━━━ Recorded data

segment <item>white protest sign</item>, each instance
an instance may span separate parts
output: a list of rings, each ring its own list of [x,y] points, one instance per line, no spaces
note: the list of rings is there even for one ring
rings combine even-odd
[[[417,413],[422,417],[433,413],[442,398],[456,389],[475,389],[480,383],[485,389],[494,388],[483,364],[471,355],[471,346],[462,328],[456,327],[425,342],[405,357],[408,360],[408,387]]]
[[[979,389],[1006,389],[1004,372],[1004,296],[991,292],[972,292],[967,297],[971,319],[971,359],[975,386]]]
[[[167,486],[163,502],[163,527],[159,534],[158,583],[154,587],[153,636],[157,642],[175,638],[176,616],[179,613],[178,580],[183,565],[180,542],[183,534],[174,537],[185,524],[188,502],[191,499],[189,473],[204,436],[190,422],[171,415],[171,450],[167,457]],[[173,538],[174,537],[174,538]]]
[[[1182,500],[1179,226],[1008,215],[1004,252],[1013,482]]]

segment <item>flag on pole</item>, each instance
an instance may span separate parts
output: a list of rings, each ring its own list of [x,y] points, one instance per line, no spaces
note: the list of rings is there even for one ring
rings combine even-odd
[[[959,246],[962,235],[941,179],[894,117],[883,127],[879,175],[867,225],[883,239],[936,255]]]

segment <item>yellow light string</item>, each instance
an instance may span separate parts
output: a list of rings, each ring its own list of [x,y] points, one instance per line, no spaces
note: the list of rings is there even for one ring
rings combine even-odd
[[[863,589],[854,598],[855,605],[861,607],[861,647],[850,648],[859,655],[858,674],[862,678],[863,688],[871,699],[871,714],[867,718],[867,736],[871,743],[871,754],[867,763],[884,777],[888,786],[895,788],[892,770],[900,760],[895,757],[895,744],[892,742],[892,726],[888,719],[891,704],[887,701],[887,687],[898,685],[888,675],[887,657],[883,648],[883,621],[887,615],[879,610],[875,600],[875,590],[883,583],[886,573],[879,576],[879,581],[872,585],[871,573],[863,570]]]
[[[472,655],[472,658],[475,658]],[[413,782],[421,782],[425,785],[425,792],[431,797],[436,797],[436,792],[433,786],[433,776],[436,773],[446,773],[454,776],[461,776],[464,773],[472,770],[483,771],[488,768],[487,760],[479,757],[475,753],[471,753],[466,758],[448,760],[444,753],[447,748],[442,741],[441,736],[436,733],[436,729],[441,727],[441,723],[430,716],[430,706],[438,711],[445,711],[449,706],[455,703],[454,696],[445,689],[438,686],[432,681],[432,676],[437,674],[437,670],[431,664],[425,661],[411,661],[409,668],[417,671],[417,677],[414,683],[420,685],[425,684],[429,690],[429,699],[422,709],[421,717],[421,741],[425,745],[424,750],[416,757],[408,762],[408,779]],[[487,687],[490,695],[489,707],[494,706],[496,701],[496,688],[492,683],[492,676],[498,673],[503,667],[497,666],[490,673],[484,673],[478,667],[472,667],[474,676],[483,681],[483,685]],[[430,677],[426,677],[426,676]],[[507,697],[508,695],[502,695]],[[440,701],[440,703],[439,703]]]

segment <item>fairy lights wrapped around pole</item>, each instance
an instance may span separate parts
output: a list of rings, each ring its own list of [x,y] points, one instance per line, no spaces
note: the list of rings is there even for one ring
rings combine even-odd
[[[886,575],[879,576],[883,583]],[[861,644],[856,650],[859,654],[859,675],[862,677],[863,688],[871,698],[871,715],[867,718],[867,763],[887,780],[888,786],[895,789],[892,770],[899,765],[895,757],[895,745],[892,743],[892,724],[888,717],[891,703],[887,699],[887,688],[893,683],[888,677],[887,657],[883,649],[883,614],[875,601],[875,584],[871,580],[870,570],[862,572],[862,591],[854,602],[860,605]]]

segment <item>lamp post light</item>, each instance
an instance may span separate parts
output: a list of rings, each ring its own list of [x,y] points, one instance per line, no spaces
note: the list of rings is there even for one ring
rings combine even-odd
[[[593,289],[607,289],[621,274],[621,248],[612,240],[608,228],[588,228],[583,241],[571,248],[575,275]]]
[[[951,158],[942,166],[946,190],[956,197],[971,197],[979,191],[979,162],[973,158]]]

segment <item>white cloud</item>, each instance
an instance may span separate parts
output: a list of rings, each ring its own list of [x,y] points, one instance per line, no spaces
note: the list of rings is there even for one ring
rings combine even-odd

━━━━━━

Nothing but the lines from the one with "segment <item>lamp post" through the final line of the data belongs in the answer, and they must match exactly.

■ Your response ■
segment <item>lamp post light</item>, each instance
an instance may span separate parts
output: a list of rings, each ring its own list of [x,y] points, one instance per line, no spaces
note: the list of rings is there even for one ring
rings combine even-odd
[[[593,289],[607,289],[621,274],[621,248],[612,240],[608,228],[588,228],[583,241],[571,248],[575,275]]]
[[[951,158],[942,166],[946,190],[956,197],[971,197],[979,191],[979,162],[973,158]]]

segment <item>white cloud</item>, each instance
an instance may span separate parts
output: a list of rings, each ring its own list of [x,y] points, one instance per line, no spaces
note: the list of rings is there even for one ring
rings combine even-odd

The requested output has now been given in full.